Named object pointing entries:

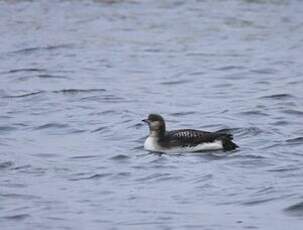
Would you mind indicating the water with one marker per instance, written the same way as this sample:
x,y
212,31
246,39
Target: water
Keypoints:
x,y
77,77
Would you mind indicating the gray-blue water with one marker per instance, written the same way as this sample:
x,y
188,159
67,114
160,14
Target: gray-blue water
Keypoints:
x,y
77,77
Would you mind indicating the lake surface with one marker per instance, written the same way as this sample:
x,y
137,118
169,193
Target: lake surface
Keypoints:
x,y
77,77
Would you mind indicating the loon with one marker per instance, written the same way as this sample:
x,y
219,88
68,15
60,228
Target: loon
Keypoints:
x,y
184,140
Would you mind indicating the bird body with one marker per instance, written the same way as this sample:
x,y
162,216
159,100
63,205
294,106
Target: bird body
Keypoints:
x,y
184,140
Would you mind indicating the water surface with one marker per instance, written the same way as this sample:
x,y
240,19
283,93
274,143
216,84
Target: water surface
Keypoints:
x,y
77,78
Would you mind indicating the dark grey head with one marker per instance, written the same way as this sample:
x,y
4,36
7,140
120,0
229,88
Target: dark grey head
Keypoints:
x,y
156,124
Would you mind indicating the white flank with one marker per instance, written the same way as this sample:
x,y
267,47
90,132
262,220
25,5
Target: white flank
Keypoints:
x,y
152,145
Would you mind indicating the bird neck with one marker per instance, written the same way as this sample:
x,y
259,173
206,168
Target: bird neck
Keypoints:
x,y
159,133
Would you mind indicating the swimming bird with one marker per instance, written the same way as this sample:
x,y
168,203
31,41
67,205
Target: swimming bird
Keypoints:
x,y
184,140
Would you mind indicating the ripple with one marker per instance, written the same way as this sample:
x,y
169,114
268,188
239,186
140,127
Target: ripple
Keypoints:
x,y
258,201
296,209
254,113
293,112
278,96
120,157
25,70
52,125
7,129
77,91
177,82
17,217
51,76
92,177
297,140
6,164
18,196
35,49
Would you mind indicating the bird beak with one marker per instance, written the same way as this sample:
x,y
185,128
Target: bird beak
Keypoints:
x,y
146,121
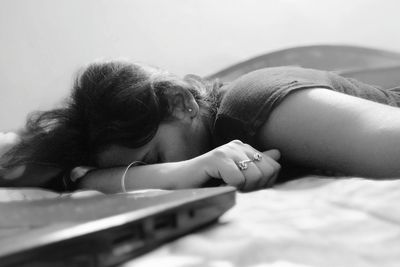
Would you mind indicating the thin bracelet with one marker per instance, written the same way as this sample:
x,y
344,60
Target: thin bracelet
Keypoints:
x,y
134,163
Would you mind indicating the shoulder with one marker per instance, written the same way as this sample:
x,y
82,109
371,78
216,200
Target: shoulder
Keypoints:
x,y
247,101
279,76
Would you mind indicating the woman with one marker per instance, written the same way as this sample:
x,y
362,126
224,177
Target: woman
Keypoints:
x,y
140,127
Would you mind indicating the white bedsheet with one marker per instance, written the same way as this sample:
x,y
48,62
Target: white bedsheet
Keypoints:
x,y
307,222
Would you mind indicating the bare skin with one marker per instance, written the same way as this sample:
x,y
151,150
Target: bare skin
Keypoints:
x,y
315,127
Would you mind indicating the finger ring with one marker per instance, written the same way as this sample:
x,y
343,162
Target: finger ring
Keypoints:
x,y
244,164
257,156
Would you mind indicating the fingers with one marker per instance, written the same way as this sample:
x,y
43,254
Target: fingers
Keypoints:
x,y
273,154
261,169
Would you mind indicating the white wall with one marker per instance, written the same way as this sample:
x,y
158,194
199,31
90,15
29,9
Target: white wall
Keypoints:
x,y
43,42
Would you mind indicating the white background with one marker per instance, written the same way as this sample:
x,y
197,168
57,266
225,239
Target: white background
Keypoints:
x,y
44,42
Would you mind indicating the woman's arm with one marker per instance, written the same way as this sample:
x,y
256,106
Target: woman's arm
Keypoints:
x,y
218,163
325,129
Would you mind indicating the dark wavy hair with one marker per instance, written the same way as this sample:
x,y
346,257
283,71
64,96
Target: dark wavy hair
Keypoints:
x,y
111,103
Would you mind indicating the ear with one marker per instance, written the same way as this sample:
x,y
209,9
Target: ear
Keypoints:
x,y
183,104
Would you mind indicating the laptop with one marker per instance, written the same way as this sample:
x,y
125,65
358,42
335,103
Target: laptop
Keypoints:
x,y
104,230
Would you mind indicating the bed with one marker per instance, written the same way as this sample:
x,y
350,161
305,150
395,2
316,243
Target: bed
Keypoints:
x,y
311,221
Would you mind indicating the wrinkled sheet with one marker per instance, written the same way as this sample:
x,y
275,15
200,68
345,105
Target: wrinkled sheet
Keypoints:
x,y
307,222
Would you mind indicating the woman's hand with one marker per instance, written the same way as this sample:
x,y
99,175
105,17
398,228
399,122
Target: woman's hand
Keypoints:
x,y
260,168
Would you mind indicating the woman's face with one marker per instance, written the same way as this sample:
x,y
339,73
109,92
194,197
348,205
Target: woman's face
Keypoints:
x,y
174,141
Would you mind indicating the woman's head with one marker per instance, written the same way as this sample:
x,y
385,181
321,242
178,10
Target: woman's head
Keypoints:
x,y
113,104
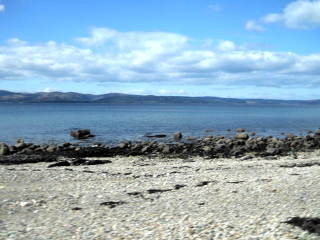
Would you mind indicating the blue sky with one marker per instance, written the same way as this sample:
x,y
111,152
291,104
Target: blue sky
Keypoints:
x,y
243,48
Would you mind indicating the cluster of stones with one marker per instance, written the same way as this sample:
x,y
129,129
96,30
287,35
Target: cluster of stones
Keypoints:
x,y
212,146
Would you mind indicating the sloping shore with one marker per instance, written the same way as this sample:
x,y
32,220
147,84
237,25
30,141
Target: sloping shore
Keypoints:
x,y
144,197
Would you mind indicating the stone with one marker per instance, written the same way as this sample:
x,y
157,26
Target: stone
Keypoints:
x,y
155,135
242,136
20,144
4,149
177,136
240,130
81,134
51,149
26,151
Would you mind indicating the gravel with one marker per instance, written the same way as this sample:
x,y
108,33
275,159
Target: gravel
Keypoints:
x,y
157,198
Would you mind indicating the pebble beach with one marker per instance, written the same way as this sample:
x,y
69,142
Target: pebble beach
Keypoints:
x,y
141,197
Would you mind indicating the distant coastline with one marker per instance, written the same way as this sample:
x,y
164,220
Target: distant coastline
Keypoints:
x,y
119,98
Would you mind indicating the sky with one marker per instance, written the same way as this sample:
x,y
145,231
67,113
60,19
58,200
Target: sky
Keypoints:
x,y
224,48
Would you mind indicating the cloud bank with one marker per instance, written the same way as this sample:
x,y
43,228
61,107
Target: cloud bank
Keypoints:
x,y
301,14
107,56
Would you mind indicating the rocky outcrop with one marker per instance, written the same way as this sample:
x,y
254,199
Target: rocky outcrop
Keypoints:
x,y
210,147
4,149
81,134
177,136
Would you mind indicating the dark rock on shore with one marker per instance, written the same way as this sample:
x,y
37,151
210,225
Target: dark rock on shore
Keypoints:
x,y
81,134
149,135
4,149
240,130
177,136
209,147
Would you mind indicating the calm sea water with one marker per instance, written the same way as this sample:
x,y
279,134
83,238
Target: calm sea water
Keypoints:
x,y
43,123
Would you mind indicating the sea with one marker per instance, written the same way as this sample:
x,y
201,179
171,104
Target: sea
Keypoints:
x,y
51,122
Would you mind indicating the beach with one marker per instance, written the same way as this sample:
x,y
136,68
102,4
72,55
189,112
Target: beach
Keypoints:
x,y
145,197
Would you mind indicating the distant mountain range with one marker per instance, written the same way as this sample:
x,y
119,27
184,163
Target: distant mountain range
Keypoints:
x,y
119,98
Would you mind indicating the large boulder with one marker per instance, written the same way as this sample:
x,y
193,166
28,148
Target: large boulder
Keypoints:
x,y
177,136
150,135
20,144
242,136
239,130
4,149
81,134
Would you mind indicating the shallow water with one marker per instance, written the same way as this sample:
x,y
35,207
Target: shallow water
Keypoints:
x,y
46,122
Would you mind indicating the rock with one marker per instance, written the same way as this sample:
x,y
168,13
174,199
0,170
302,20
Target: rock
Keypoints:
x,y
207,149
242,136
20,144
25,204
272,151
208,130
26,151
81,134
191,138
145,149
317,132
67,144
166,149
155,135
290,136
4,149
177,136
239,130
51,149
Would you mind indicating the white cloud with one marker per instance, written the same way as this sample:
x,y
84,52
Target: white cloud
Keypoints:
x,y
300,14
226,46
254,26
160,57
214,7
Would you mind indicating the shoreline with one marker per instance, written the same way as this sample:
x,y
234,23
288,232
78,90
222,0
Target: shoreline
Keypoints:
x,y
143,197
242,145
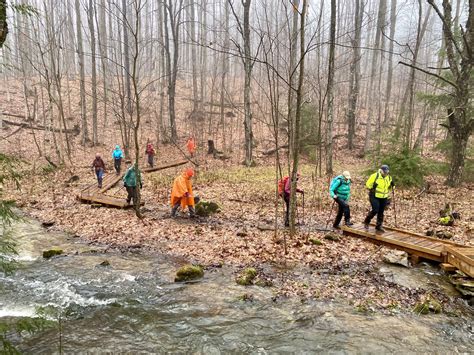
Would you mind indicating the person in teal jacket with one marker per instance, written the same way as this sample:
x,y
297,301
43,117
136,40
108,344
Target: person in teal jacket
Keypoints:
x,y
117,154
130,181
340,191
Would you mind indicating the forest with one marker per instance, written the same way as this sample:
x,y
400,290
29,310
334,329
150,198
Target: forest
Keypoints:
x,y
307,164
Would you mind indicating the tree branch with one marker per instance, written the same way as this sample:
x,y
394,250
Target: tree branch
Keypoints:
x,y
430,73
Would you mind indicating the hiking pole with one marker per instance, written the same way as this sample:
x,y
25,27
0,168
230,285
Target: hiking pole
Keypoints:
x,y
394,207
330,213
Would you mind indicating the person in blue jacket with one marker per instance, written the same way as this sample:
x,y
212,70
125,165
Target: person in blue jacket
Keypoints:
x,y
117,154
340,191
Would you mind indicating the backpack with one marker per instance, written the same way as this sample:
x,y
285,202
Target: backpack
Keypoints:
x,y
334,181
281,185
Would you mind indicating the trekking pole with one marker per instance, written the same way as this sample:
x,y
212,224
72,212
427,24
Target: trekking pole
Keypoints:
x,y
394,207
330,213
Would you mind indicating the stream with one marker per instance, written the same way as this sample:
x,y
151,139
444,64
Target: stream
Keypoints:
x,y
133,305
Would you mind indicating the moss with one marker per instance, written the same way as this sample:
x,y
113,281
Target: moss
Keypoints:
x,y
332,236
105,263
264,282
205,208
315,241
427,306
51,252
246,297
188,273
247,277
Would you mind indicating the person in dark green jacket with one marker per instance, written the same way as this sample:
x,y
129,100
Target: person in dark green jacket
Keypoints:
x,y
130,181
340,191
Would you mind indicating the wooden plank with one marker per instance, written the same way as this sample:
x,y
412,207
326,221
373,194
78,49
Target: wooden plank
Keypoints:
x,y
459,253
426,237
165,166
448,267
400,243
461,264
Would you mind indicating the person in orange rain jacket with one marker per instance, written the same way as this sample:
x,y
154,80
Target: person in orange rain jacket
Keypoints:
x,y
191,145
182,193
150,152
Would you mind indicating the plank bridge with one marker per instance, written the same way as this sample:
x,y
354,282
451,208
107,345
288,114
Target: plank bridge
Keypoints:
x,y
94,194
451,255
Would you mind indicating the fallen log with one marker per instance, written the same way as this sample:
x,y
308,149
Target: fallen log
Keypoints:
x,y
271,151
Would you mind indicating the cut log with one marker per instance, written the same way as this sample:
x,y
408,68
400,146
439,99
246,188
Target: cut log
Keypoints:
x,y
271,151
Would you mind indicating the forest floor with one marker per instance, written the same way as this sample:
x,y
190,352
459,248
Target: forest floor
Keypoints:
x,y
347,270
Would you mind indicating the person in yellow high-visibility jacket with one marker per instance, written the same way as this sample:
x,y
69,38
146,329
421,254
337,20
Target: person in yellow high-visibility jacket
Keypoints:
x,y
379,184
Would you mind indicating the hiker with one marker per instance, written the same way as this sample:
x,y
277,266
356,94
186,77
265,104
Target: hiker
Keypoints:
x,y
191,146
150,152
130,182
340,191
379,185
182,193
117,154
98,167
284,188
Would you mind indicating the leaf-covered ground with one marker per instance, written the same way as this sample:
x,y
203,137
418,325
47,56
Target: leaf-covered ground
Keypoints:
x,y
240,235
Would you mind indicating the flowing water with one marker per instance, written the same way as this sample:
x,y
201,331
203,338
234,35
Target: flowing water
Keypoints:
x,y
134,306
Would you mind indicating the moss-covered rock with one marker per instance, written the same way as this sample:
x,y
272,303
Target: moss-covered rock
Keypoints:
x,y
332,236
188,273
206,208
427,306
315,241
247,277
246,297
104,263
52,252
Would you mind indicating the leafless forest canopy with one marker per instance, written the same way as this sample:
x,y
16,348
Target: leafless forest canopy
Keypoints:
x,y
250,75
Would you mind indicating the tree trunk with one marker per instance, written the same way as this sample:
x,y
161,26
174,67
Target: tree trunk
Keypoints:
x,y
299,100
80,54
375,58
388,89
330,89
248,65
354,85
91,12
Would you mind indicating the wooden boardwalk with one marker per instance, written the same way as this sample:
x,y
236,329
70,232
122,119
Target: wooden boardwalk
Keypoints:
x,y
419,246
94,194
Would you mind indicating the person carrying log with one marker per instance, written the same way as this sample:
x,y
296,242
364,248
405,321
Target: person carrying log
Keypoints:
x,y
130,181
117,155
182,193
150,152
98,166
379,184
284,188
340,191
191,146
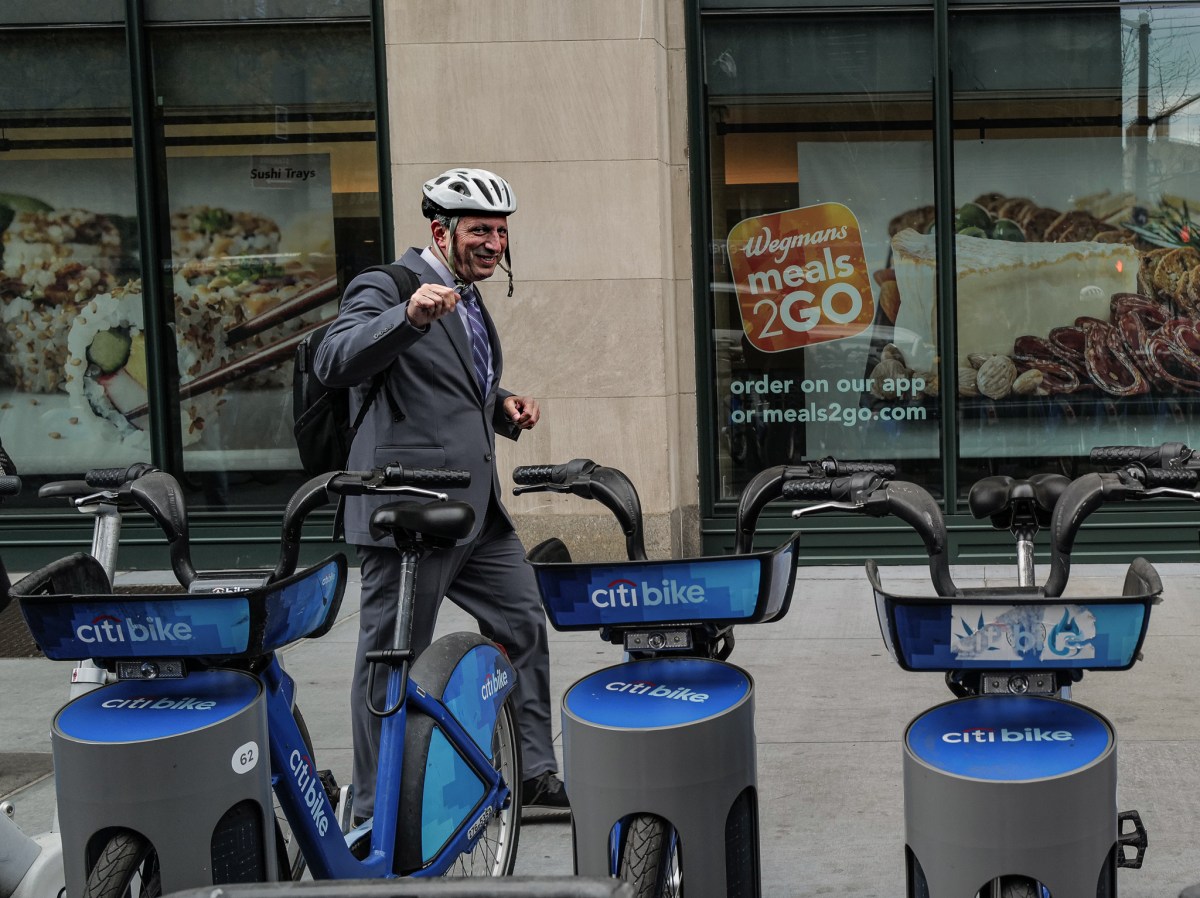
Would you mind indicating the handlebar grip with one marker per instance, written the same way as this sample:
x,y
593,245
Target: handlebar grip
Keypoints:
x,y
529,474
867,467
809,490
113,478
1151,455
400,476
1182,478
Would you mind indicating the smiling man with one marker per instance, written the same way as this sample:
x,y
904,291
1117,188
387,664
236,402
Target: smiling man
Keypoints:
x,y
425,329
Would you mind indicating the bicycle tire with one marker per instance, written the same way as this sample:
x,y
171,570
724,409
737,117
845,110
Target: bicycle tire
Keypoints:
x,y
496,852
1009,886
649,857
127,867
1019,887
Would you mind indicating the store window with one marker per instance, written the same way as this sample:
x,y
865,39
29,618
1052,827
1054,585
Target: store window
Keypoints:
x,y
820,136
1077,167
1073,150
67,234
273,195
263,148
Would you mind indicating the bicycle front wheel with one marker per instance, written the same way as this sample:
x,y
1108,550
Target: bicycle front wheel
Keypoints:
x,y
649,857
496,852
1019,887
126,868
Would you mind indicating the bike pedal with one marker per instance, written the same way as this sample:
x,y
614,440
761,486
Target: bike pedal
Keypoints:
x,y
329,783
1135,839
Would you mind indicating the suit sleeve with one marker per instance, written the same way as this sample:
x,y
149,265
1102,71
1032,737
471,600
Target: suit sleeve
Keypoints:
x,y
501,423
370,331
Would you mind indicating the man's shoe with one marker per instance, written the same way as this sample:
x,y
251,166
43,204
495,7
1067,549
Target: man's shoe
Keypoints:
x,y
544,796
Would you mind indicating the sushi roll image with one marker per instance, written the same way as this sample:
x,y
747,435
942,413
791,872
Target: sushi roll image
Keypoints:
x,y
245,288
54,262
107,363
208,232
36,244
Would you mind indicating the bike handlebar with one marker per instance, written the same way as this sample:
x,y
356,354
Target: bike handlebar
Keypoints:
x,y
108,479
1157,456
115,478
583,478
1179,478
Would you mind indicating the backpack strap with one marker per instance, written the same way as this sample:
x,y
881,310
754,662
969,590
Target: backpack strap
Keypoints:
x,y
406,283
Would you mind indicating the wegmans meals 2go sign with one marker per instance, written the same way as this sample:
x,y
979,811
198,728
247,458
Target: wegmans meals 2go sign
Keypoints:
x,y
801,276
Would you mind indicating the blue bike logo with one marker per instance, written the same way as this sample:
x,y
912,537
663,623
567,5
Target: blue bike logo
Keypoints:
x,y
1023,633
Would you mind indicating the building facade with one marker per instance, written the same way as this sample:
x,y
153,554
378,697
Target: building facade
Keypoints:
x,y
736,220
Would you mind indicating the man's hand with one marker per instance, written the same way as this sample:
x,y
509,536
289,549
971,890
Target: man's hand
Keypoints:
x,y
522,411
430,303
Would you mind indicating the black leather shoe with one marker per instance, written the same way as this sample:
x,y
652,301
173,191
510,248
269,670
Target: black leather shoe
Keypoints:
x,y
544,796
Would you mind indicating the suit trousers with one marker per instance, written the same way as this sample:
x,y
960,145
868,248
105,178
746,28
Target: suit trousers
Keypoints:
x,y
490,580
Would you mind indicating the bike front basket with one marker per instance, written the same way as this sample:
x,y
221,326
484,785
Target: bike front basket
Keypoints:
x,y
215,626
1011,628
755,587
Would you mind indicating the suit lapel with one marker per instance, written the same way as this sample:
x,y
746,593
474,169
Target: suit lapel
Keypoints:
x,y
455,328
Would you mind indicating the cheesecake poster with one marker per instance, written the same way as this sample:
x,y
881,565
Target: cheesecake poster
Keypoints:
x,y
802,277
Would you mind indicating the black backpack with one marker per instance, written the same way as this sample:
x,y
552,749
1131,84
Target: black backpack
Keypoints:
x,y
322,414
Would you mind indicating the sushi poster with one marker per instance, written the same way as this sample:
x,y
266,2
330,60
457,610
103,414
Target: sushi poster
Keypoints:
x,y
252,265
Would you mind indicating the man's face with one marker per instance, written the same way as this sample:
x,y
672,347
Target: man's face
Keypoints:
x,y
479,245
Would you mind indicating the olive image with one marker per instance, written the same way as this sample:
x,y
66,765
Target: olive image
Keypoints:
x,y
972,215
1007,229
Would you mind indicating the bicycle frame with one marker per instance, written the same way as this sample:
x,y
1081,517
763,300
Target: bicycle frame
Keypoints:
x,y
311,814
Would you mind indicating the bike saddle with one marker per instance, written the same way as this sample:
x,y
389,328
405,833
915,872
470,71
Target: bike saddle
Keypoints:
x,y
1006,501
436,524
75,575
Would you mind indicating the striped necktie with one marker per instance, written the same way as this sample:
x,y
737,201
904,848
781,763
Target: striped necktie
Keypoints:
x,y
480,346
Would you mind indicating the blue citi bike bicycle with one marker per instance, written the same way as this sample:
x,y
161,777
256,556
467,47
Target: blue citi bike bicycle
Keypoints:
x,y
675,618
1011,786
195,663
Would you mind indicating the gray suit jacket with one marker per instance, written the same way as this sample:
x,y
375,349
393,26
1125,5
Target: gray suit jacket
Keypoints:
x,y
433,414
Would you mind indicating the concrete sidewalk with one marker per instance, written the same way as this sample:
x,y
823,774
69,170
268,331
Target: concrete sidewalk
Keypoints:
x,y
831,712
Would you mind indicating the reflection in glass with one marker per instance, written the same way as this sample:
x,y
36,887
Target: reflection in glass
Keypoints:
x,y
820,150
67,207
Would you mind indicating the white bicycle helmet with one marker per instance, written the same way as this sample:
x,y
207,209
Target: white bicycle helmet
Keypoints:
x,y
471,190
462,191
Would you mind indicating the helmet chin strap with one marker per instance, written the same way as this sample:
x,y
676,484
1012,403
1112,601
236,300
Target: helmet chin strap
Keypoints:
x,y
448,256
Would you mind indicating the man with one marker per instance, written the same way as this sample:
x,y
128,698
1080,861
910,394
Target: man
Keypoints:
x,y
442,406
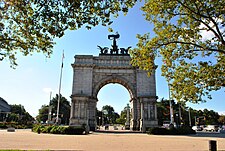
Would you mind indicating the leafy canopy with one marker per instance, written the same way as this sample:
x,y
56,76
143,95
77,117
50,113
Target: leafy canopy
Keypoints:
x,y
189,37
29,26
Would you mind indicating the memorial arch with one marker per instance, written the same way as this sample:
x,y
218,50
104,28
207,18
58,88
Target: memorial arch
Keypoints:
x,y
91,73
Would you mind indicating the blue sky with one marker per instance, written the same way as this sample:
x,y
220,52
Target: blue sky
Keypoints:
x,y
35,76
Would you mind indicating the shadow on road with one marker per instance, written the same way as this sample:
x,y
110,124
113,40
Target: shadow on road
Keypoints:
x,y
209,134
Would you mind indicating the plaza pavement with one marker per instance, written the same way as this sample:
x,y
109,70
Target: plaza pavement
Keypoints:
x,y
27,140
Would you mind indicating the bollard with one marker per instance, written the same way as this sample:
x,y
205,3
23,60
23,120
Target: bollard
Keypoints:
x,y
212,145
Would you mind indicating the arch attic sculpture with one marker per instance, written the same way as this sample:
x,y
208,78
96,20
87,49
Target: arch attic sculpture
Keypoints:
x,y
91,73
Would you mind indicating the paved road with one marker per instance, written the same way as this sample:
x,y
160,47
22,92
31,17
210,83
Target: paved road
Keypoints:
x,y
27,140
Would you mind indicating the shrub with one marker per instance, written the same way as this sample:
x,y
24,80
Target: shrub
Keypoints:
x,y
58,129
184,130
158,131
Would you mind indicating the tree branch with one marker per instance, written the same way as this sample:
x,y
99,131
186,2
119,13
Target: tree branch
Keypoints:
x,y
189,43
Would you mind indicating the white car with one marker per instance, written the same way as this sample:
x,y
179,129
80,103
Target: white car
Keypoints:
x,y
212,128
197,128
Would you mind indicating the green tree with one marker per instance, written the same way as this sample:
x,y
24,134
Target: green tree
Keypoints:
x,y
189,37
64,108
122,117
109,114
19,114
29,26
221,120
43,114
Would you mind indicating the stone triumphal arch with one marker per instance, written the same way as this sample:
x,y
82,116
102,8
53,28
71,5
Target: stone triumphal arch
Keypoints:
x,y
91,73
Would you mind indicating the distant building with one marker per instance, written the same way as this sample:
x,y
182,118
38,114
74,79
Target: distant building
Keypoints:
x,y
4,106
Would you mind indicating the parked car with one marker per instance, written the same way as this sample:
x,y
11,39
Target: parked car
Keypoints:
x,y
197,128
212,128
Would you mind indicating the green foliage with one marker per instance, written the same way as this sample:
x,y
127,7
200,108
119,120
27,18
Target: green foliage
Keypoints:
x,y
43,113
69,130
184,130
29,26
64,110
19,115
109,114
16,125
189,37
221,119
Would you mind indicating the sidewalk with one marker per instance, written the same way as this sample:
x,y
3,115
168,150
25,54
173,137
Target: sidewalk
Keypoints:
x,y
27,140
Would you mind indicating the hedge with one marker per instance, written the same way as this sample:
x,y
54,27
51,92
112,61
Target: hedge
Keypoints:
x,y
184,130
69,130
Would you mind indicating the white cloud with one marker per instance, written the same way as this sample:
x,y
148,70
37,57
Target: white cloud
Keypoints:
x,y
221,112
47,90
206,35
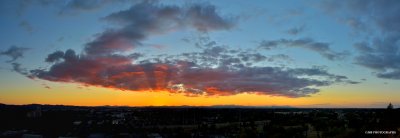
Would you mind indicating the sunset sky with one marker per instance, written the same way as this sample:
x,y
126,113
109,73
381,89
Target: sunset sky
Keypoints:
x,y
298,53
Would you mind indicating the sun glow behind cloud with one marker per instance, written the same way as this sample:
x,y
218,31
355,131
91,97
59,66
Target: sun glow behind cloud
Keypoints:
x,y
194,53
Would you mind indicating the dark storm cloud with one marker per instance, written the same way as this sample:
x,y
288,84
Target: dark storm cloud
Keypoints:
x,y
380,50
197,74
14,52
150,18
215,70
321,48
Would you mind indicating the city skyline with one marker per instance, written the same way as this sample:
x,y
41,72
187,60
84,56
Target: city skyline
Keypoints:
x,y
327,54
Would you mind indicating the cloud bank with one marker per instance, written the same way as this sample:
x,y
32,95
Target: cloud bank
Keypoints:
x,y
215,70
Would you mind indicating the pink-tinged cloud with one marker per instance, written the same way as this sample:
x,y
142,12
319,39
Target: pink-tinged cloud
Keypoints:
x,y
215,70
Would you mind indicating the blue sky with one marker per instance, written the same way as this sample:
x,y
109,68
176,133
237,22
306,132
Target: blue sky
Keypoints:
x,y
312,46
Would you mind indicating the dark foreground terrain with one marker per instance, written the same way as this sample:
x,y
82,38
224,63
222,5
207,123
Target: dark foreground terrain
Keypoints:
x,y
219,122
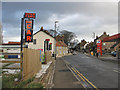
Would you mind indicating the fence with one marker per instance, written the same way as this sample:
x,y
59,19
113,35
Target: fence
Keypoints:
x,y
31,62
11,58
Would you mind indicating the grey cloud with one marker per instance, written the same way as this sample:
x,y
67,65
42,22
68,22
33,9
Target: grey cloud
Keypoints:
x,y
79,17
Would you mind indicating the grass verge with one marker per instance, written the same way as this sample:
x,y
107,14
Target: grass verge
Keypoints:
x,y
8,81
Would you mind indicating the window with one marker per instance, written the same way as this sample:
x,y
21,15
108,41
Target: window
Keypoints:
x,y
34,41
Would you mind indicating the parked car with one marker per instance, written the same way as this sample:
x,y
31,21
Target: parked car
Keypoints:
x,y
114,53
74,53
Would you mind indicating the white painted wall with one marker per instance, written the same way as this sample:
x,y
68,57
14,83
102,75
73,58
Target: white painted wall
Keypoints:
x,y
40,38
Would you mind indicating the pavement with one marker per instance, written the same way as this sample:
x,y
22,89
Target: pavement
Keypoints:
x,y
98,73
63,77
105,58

▸ What is expected
Reproduce the material above exactly, but only from the line with "Would you mind indicating the dark foreground" through its last line, leaving pictures out.

▸ Right answer
Would you mind indicating the dark foreground terrain with one marker per instance, written the same way as this sample:
x,y
82,38
224,63
222,5
207,123
Target: dark foreground terrain
Keypoints:
x,y
219,122
Would you mind indicating the fence with one marker per instance, written the same way as this sample:
x,y
59,19
113,35
Target: fence
Keypoints:
x,y
31,62
11,58
Would you mind indicating the grey cloud with one marker per instance, written the same way as this sample:
x,y
67,65
42,22
68,22
33,9
Target: grey cloud
Keypoints:
x,y
79,17
Would you mind indicating the grass verge with one marker per instance, written the same way as this sample:
x,y
107,14
Target: grass verge
Keypoints:
x,y
8,81
Would you mind indicating the window with one marker per instance, written the same way as this sample:
x,y
21,15
108,41
Target: window
Keypoints:
x,y
34,41
Would you mind indicating the parked car with one marker per instance, written the same way as this sample:
x,y
31,21
Target: parked car
Keypoints:
x,y
114,53
74,53
Would you mind indicating the white painted wall with one marker per instance, written the same way as this sample:
x,y
68,57
14,83
102,75
73,58
Target: white painted wall
Keypoints:
x,y
40,38
Would you mind indicating the pavement with one marker per instance, written the same way as this sample:
x,y
22,89
Target: pavement
Keypoints:
x,y
98,73
63,77
105,58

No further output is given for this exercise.